▸ Image-backed grounding data:

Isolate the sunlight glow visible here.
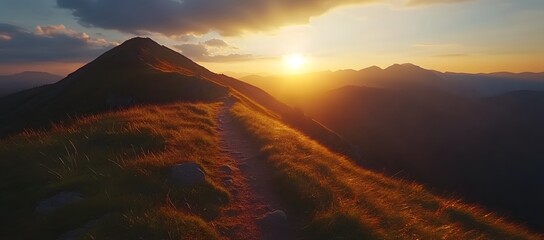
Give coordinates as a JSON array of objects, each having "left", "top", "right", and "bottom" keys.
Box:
[{"left": 283, "top": 54, "right": 306, "bottom": 71}]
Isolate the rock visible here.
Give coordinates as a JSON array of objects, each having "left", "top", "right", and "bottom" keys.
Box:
[
  {"left": 256, "top": 210, "right": 288, "bottom": 230},
  {"left": 222, "top": 179, "right": 233, "bottom": 187},
  {"left": 170, "top": 162, "right": 205, "bottom": 185},
  {"left": 219, "top": 165, "right": 234, "bottom": 175},
  {"left": 36, "top": 191, "right": 83, "bottom": 213}
]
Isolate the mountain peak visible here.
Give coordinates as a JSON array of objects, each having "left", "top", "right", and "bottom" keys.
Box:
[
  {"left": 360, "top": 66, "right": 383, "bottom": 72},
  {"left": 80, "top": 37, "right": 211, "bottom": 78},
  {"left": 386, "top": 63, "right": 423, "bottom": 71},
  {"left": 105, "top": 37, "right": 163, "bottom": 59},
  {"left": 400, "top": 63, "right": 419, "bottom": 67},
  {"left": 118, "top": 37, "right": 160, "bottom": 49}
]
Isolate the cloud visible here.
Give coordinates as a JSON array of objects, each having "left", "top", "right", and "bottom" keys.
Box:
[
  {"left": 174, "top": 42, "right": 255, "bottom": 62},
  {"left": 405, "top": 0, "right": 474, "bottom": 6},
  {"left": 0, "top": 23, "right": 116, "bottom": 63},
  {"left": 0, "top": 34, "right": 11, "bottom": 41},
  {"left": 204, "top": 39, "right": 229, "bottom": 48},
  {"left": 56, "top": 0, "right": 379, "bottom": 36},
  {"left": 175, "top": 44, "right": 208, "bottom": 59},
  {"left": 34, "top": 25, "right": 113, "bottom": 47}
]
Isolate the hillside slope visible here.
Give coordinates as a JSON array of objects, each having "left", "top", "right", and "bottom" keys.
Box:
[{"left": 0, "top": 98, "right": 540, "bottom": 239}]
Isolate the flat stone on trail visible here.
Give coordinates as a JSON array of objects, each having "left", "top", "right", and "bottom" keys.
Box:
[
  {"left": 220, "top": 164, "right": 235, "bottom": 175},
  {"left": 35, "top": 191, "right": 83, "bottom": 213},
  {"left": 222, "top": 179, "right": 234, "bottom": 187},
  {"left": 170, "top": 162, "right": 206, "bottom": 185}
]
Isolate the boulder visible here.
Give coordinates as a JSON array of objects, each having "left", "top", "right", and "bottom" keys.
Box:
[
  {"left": 170, "top": 162, "right": 205, "bottom": 185},
  {"left": 35, "top": 191, "right": 83, "bottom": 213}
]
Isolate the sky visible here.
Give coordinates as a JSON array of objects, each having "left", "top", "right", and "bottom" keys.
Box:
[{"left": 0, "top": 0, "right": 543, "bottom": 76}]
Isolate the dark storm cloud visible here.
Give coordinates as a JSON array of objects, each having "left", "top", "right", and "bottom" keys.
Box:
[
  {"left": 56, "top": 0, "right": 378, "bottom": 36},
  {"left": 174, "top": 43, "right": 254, "bottom": 62},
  {"left": 0, "top": 23, "right": 116, "bottom": 63}
]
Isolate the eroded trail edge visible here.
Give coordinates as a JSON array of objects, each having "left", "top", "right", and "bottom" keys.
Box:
[{"left": 214, "top": 99, "right": 292, "bottom": 240}]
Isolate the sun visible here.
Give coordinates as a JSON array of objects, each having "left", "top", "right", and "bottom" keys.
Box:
[{"left": 283, "top": 54, "right": 306, "bottom": 71}]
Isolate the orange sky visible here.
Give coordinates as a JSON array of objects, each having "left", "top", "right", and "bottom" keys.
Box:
[{"left": 0, "top": 0, "right": 543, "bottom": 76}]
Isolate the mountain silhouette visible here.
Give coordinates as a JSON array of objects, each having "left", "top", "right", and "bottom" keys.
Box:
[
  {"left": 0, "top": 37, "right": 355, "bottom": 159},
  {"left": 0, "top": 71, "right": 62, "bottom": 97}
]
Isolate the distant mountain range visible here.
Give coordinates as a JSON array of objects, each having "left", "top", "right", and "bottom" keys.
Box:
[
  {"left": 0, "top": 72, "right": 62, "bottom": 97},
  {"left": 241, "top": 64, "right": 544, "bottom": 104}
]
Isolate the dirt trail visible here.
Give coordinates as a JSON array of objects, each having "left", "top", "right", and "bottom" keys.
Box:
[{"left": 213, "top": 98, "right": 293, "bottom": 240}]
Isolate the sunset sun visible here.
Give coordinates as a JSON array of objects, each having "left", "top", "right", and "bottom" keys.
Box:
[{"left": 283, "top": 54, "right": 306, "bottom": 71}]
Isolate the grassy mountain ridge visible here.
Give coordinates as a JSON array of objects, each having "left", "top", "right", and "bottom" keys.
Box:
[{"left": 1, "top": 97, "right": 541, "bottom": 239}]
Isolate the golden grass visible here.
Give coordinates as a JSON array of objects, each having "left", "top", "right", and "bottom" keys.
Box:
[
  {"left": 230, "top": 102, "right": 542, "bottom": 240},
  {"left": 0, "top": 102, "right": 231, "bottom": 239}
]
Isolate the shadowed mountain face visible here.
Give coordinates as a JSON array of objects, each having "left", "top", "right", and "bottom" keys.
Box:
[
  {"left": 0, "top": 37, "right": 355, "bottom": 160},
  {"left": 0, "top": 72, "right": 62, "bottom": 97},
  {"left": 300, "top": 85, "right": 544, "bottom": 231}
]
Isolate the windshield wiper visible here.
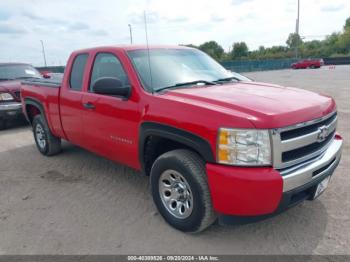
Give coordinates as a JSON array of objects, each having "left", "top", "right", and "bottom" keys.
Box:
[
  {"left": 0, "top": 78, "right": 14, "bottom": 81},
  {"left": 155, "top": 80, "right": 217, "bottom": 93},
  {"left": 213, "top": 76, "right": 241, "bottom": 83}
]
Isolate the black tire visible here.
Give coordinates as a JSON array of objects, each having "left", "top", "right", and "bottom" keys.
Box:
[
  {"left": 0, "top": 119, "right": 6, "bottom": 130},
  {"left": 32, "top": 114, "right": 61, "bottom": 156},
  {"left": 150, "top": 149, "right": 216, "bottom": 233}
]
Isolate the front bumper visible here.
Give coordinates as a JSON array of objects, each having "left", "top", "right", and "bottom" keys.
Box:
[
  {"left": 206, "top": 136, "right": 343, "bottom": 218},
  {"left": 0, "top": 102, "right": 22, "bottom": 120}
]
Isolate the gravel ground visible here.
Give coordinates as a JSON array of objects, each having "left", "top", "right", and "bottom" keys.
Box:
[{"left": 0, "top": 65, "right": 349, "bottom": 255}]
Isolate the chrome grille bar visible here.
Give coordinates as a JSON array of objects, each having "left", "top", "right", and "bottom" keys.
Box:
[
  {"left": 271, "top": 111, "right": 337, "bottom": 170},
  {"left": 280, "top": 116, "right": 337, "bottom": 152}
]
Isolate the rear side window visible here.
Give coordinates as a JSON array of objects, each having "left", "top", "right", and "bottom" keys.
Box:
[{"left": 69, "top": 54, "right": 88, "bottom": 90}]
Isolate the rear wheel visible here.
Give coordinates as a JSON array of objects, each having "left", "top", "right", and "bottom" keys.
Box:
[
  {"left": 32, "top": 115, "right": 61, "bottom": 156},
  {"left": 150, "top": 149, "right": 216, "bottom": 233}
]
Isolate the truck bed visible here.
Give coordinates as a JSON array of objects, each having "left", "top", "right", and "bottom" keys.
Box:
[
  {"left": 21, "top": 79, "right": 63, "bottom": 137},
  {"left": 21, "top": 78, "right": 61, "bottom": 88}
]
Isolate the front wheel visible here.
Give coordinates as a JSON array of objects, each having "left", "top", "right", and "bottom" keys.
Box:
[
  {"left": 32, "top": 115, "right": 61, "bottom": 156},
  {"left": 150, "top": 149, "right": 216, "bottom": 233}
]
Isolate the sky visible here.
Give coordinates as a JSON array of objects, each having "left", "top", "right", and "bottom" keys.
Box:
[{"left": 0, "top": 0, "right": 349, "bottom": 66}]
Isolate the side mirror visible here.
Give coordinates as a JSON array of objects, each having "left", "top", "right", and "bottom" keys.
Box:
[{"left": 93, "top": 77, "right": 131, "bottom": 99}]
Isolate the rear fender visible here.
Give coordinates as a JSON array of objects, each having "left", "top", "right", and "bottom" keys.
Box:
[{"left": 24, "top": 97, "right": 57, "bottom": 135}]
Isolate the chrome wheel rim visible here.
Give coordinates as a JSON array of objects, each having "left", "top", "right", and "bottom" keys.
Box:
[
  {"left": 159, "top": 170, "right": 193, "bottom": 219},
  {"left": 35, "top": 124, "right": 46, "bottom": 149}
]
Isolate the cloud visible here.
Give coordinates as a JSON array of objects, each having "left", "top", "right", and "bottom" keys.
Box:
[
  {"left": 210, "top": 14, "right": 225, "bottom": 22},
  {"left": 22, "top": 11, "right": 43, "bottom": 21},
  {"left": 22, "top": 11, "right": 69, "bottom": 25},
  {"left": 321, "top": 4, "right": 345, "bottom": 12},
  {"left": 0, "top": 23, "right": 26, "bottom": 34},
  {"left": 194, "top": 23, "right": 215, "bottom": 31},
  {"left": 0, "top": 10, "right": 11, "bottom": 21},
  {"left": 164, "top": 16, "right": 188, "bottom": 23},
  {"left": 21, "top": 11, "right": 103, "bottom": 35},
  {"left": 91, "top": 29, "right": 109, "bottom": 36},
  {"left": 237, "top": 13, "right": 257, "bottom": 22},
  {"left": 231, "top": 0, "right": 253, "bottom": 6},
  {"left": 129, "top": 11, "right": 160, "bottom": 24},
  {"left": 69, "top": 22, "right": 90, "bottom": 31}
]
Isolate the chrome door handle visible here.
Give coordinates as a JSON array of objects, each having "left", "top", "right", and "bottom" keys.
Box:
[{"left": 83, "top": 102, "right": 95, "bottom": 110}]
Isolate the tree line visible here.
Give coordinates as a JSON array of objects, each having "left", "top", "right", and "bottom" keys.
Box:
[{"left": 183, "top": 17, "right": 350, "bottom": 61}]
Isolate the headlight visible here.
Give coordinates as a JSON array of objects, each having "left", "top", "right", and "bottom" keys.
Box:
[
  {"left": 0, "top": 93, "right": 14, "bottom": 101},
  {"left": 217, "top": 128, "right": 271, "bottom": 166}
]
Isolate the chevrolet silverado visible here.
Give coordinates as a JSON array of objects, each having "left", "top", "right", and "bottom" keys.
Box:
[{"left": 21, "top": 45, "right": 343, "bottom": 232}]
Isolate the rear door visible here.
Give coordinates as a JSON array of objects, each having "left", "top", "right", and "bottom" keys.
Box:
[
  {"left": 81, "top": 50, "right": 140, "bottom": 167},
  {"left": 60, "top": 53, "right": 89, "bottom": 146}
]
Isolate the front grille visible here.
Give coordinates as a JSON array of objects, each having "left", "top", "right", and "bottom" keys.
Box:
[
  {"left": 280, "top": 113, "right": 337, "bottom": 140},
  {"left": 272, "top": 112, "right": 337, "bottom": 169},
  {"left": 282, "top": 130, "right": 335, "bottom": 162}
]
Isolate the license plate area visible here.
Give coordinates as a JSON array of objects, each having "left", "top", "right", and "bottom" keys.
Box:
[{"left": 312, "top": 176, "right": 331, "bottom": 200}]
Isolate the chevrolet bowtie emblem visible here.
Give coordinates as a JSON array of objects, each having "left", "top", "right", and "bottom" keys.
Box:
[{"left": 317, "top": 125, "right": 329, "bottom": 142}]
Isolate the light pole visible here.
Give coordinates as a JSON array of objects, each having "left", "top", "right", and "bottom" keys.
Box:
[
  {"left": 296, "top": 0, "right": 300, "bottom": 35},
  {"left": 40, "top": 40, "right": 47, "bottom": 67},
  {"left": 295, "top": 0, "right": 300, "bottom": 58},
  {"left": 128, "top": 24, "right": 133, "bottom": 44}
]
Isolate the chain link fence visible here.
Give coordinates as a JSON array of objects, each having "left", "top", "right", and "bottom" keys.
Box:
[{"left": 220, "top": 58, "right": 298, "bottom": 73}]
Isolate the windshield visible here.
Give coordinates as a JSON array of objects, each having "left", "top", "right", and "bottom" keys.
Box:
[
  {"left": 127, "top": 48, "right": 250, "bottom": 92},
  {"left": 0, "top": 64, "right": 42, "bottom": 81}
]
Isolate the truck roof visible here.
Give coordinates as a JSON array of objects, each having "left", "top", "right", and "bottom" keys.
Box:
[{"left": 74, "top": 45, "right": 193, "bottom": 53}]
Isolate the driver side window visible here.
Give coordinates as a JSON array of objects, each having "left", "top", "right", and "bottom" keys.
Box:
[{"left": 89, "top": 53, "right": 129, "bottom": 92}]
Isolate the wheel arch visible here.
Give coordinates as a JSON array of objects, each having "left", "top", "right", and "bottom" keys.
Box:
[
  {"left": 24, "top": 97, "right": 46, "bottom": 125},
  {"left": 139, "top": 122, "right": 215, "bottom": 175}
]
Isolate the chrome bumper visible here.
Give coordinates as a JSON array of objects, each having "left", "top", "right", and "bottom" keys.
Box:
[
  {"left": 0, "top": 102, "right": 22, "bottom": 111},
  {"left": 281, "top": 138, "right": 343, "bottom": 192}
]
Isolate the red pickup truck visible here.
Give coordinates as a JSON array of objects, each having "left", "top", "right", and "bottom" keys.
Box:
[
  {"left": 21, "top": 45, "right": 342, "bottom": 232},
  {"left": 291, "top": 58, "right": 324, "bottom": 69}
]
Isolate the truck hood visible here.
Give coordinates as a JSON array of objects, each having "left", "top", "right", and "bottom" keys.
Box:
[
  {"left": 166, "top": 82, "right": 335, "bottom": 128},
  {"left": 0, "top": 80, "right": 21, "bottom": 92},
  {"left": 0, "top": 80, "right": 22, "bottom": 101}
]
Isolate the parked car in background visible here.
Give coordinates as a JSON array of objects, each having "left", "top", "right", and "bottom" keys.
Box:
[
  {"left": 0, "top": 63, "right": 42, "bottom": 130},
  {"left": 38, "top": 69, "right": 64, "bottom": 82},
  {"left": 291, "top": 59, "right": 324, "bottom": 69},
  {"left": 38, "top": 70, "right": 52, "bottom": 79},
  {"left": 21, "top": 46, "right": 342, "bottom": 232}
]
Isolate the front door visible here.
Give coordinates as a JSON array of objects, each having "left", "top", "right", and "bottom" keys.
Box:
[{"left": 81, "top": 51, "right": 139, "bottom": 168}]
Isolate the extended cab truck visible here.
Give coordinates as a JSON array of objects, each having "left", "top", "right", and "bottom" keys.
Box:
[
  {"left": 0, "top": 63, "right": 43, "bottom": 130},
  {"left": 291, "top": 58, "right": 324, "bottom": 69},
  {"left": 21, "top": 46, "right": 343, "bottom": 233}
]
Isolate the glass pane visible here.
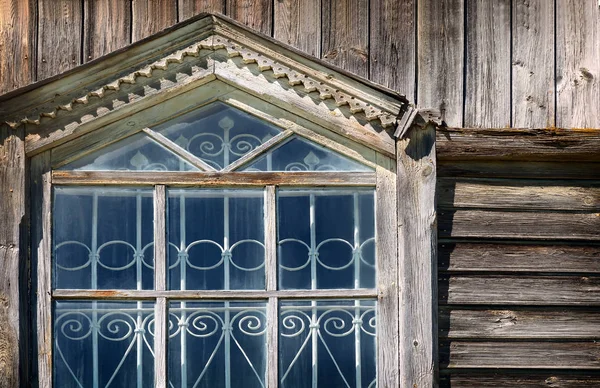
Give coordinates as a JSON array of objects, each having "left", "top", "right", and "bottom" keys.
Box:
[
  {"left": 279, "top": 300, "right": 376, "bottom": 388},
  {"left": 278, "top": 189, "right": 376, "bottom": 290},
  {"left": 242, "top": 137, "right": 372, "bottom": 172},
  {"left": 53, "top": 187, "right": 154, "bottom": 290},
  {"left": 60, "top": 132, "right": 199, "bottom": 171},
  {"left": 54, "top": 300, "right": 155, "bottom": 388},
  {"left": 168, "top": 301, "right": 267, "bottom": 388},
  {"left": 154, "top": 102, "right": 281, "bottom": 170},
  {"left": 168, "top": 190, "right": 265, "bottom": 290}
]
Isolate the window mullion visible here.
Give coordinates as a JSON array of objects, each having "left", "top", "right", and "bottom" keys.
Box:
[
  {"left": 154, "top": 185, "right": 167, "bottom": 388},
  {"left": 38, "top": 167, "right": 53, "bottom": 388},
  {"left": 265, "top": 185, "right": 278, "bottom": 388}
]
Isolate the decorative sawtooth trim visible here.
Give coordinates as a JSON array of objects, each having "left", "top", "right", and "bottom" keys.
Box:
[{"left": 4, "top": 33, "right": 400, "bottom": 131}]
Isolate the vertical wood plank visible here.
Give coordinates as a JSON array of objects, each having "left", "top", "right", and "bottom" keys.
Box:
[
  {"left": 265, "top": 186, "right": 277, "bottom": 292},
  {"left": 0, "top": 0, "right": 36, "bottom": 94},
  {"left": 273, "top": 0, "right": 320, "bottom": 57},
  {"left": 226, "top": 0, "right": 273, "bottom": 35},
  {"left": 376, "top": 154, "right": 399, "bottom": 388},
  {"left": 417, "top": 0, "right": 464, "bottom": 127},
  {"left": 322, "top": 0, "right": 369, "bottom": 78},
  {"left": 556, "top": 0, "right": 600, "bottom": 128},
  {"left": 512, "top": 0, "right": 554, "bottom": 128},
  {"left": 267, "top": 297, "right": 278, "bottom": 388},
  {"left": 464, "top": 0, "right": 511, "bottom": 127},
  {"left": 131, "top": 0, "right": 177, "bottom": 42},
  {"left": 397, "top": 123, "right": 438, "bottom": 388},
  {"left": 155, "top": 297, "right": 167, "bottom": 388},
  {"left": 179, "top": 0, "right": 225, "bottom": 21},
  {"left": 83, "top": 0, "right": 131, "bottom": 63},
  {"left": 154, "top": 185, "right": 166, "bottom": 292},
  {"left": 0, "top": 125, "right": 26, "bottom": 388},
  {"left": 37, "top": 0, "right": 83, "bottom": 80},
  {"left": 370, "top": 0, "right": 415, "bottom": 99}
]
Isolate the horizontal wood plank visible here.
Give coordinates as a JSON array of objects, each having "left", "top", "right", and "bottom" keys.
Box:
[
  {"left": 51, "top": 171, "right": 376, "bottom": 187},
  {"left": 437, "top": 128, "right": 600, "bottom": 161},
  {"left": 439, "top": 243, "right": 600, "bottom": 273},
  {"left": 439, "top": 275, "right": 600, "bottom": 306},
  {"left": 440, "top": 373, "right": 600, "bottom": 388},
  {"left": 440, "top": 341, "right": 600, "bottom": 369},
  {"left": 438, "top": 161, "right": 600, "bottom": 180},
  {"left": 439, "top": 209, "right": 600, "bottom": 240},
  {"left": 439, "top": 308, "right": 600, "bottom": 339},
  {"left": 438, "top": 179, "right": 600, "bottom": 211}
]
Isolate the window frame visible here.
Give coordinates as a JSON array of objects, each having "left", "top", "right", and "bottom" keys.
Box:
[{"left": 32, "top": 102, "right": 399, "bottom": 388}]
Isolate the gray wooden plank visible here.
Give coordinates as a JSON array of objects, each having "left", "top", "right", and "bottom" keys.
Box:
[
  {"left": 441, "top": 373, "right": 600, "bottom": 388},
  {"left": 154, "top": 185, "right": 166, "bottom": 291},
  {"left": 264, "top": 186, "right": 277, "bottom": 292},
  {"left": 440, "top": 308, "right": 600, "bottom": 339},
  {"left": 37, "top": 0, "right": 83, "bottom": 80},
  {"left": 437, "top": 178, "right": 600, "bottom": 211},
  {"left": 273, "top": 0, "right": 320, "bottom": 57},
  {"left": 0, "top": 0, "right": 36, "bottom": 94},
  {"left": 512, "top": 0, "right": 555, "bottom": 128},
  {"left": 53, "top": 289, "right": 379, "bottom": 299},
  {"left": 464, "top": 0, "right": 511, "bottom": 127},
  {"left": 417, "top": 0, "right": 464, "bottom": 126},
  {"left": 266, "top": 297, "right": 278, "bottom": 388},
  {"left": 370, "top": 0, "right": 415, "bottom": 98},
  {"left": 440, "top": 341, "right": 600, "bottom": 369},
  {"left": 83, "top": 0, "right": 131, "bottom": 62},
  {"left": 154, "top": 298, "right": 167, "bottom": 388},
  {"left": 131, "top": 0, "right": 177, "bottom": 42},
  {"left": 556, "top": 0, "right": 600, "bottom": 128},
  {"left": 397, "top": 123, "right": 438, "bottom": 387},
  {"left": 179, "top": 0, "right": 224, "bottom": 21},
  {"left": 438, "top": 209, "right": 600, "bottom": 240},
  {"left": 226, "top": 0, "right": 272, "bottom": 35},
  {"left": 438, "top": 161, "right": 600, "bottom": 180},
  {"left": 439, "top": 275, "right": 600, "bottom": 305},
  {"left": 439, "top": 243, "right": 600, "bottom": 274},
  {"left": 322, "top": 0, "right": 369, "bottom": 78}
]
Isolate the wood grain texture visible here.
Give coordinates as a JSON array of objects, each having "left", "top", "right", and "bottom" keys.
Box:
[
  {"left": 438, "top": 178, "right": 600, "bottom": 211},
  {"left": 464, "top": 0, "right": 511, "bottom": 127},
  {"left": 417, "top": 0, "right": 464, "bottom": 126},
  {"left": 438, "top": 243, "right": 600, "bottom": 274},
  {"left": 179, "top": 0, "right": 224, "bottom": 21},
  {"left": 441, "top": 373, "right": 600, "bottom": 388},
  {"left": 226, "top": 0, "right": 272, "bottom": 35},
  {"left": 439, "top": 275, "right": 600, "bottom": 305},
  {"left": 131, "top": 0, "right": 177, "bottom": 42},
  {"left": 439, "top": 308, "right": 600, "bottom": 339},
  {"left": 154, "top": 185, "right": 166, "bottom": 291},
  {"left": 322, "top": 0, "right": 369, "bottom": 78},
  {"left": 264, "top": 186, "right": 276, "bottom": 292},
  {"left": 0, "top": 0, "right": 35, "bottom": 94},
  {"left": 37, "top": 0, "right": 82, "bottom": 80},
  {"left": 83, "top": 0, "right": 131, "bottom": 62},
  {"left": 556, "top": 0, "right": 600, "bottom": 128},
  {"left": 439, "top": 209, "right": 600, "bottom": 240},
  {"left": 370, "top": 0, "right": 415, "bottom": 98},
  {"left": 273, "top": 0, "right": 320, "bottom": 57},
  {"left": 154, "top": 298, "right": 167, "bottom": 388},
  {"left": 440, "top": 341, "right": 600, "bottom": 369},
  {"left": 438, "top": 161, "right": 600, "bottom": 180},
  {"left": 512, "top": 0, "right": 555, "bottom": 128},
  {"left": 0, "top": 125, "right": 25, "bottom": 388},
  {"left": 397, "top": 124, "right": 438, "bottom": 387}
]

▸ Your objective:
Pull each line containing the word "grille" out of the data above.

▸ Final answer:
Isolate the chrome grille bar visible here.
Isolate the front grille visible here.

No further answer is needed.